[PASSAGE PROVIDED]
------------------------------------------------

And the winner of this week's Academy Award for the most convincing rebound-story goes to, the Australian dollar!
The Australian dollar surged Thursday on the back of the upturn in the euro currency where investors bought into the announcement of the German government's plan to revitalize the banking system, launch fiscal stimulus and bailout neighboring economies whose downturn might threaten the survivability of the single European currency. In response the Australian dollar surged in value from 63.50 to 65.25 U.S. cents on global recovery hopes. By Friday, the mounting problems of European banks and escalating exposure to central and eastern companies and governments in that region fast-removed the gloss of the German plans. The Aussie fell back to where it started and the euro is once again in the firing line at $1.2570 having strengthened to $1.2760 just 24 hours ago.
Thursday's euphoria over prospects for a global rally quickly gave way to ongoing concerns over the state of the U.S. economy. Risk aversion returned Friday as investors once again piled into the dollar and the Japanese yen. The latter is a surprising choice given the volume of evidence presented this week in the media suggesting that the risks of seeking safe haven status in the Japanese currency could quickly backfire.
Now that government plans have been revealed in the United States with more meat on the bones of how President Obama intends to deal with homeowners facing foreclosure, investors are increasingly discussing the practicality and likelihood that the banking system is beyond repair. Nationalization of some of the nation's largest banks is a clear and present reality and their share prices are reflecting that prospect.
The Dow industrial average is the first major stock market average to revisit its November low and the broader S&P 500 index could face that same prospect today if investors once again throw in the towel. When all is said and done, investors have lost their confidence in those government plans or at the very least it would be fair to say that no government is big enough to stem the bleeding today. The point is that as a leading indicator the stock market tends to discount recovery. What investors are telling us is that any recovery is off the agenda until the bleeding process can be stopped. The current hemorrhage is beyond the capabilities of the Surgeon General.

------------------------------------------------

[PROVIDED DATA]
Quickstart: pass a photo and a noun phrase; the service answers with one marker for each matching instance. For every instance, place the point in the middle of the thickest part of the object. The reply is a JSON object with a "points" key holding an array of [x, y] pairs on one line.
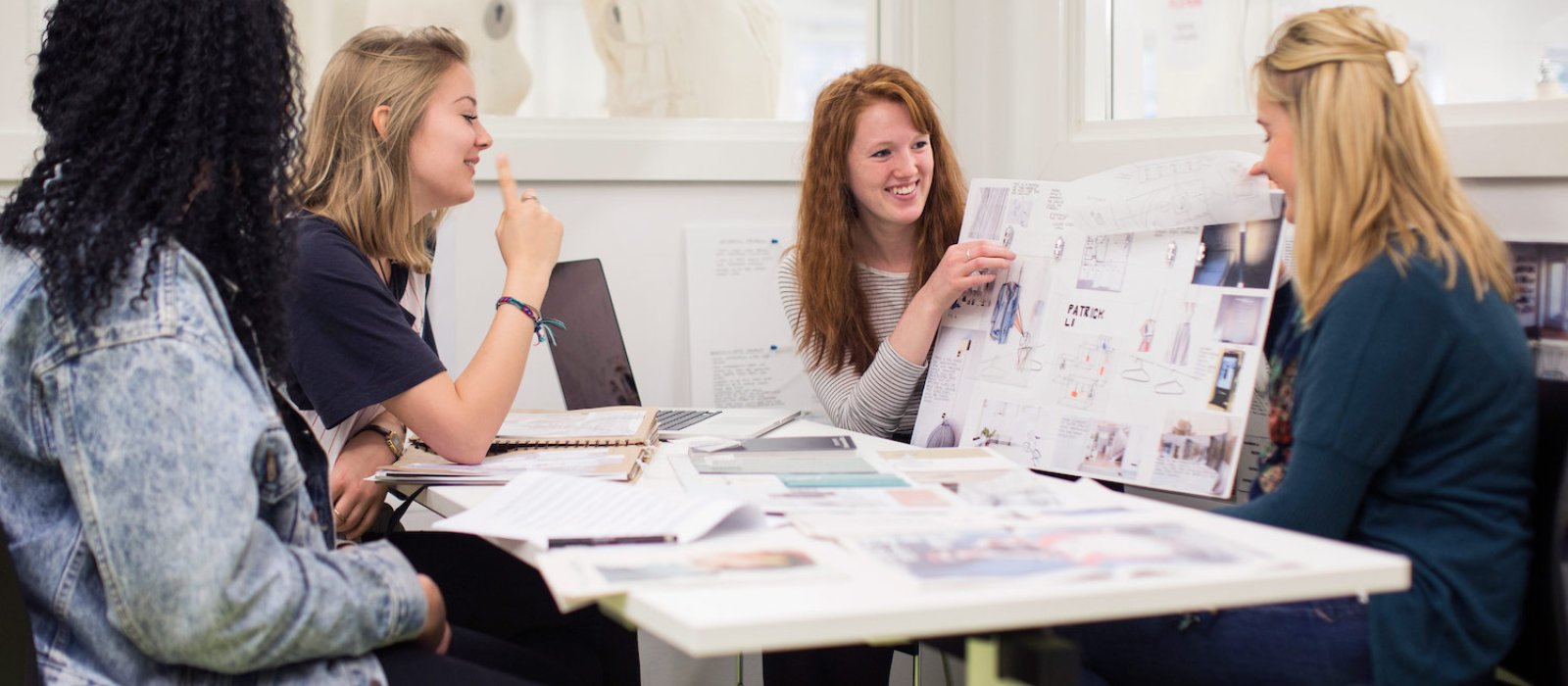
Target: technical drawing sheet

------------------------------------------------

[WORK INSTRUCTION] In the market commentary, how far did the Australian dollar rise on Thursday? Rely only on the passage about the currency and stock markets, not on the listing.

[RESPONSE TO THIS TASK] From 63.50 to 65.25 U.S. cents.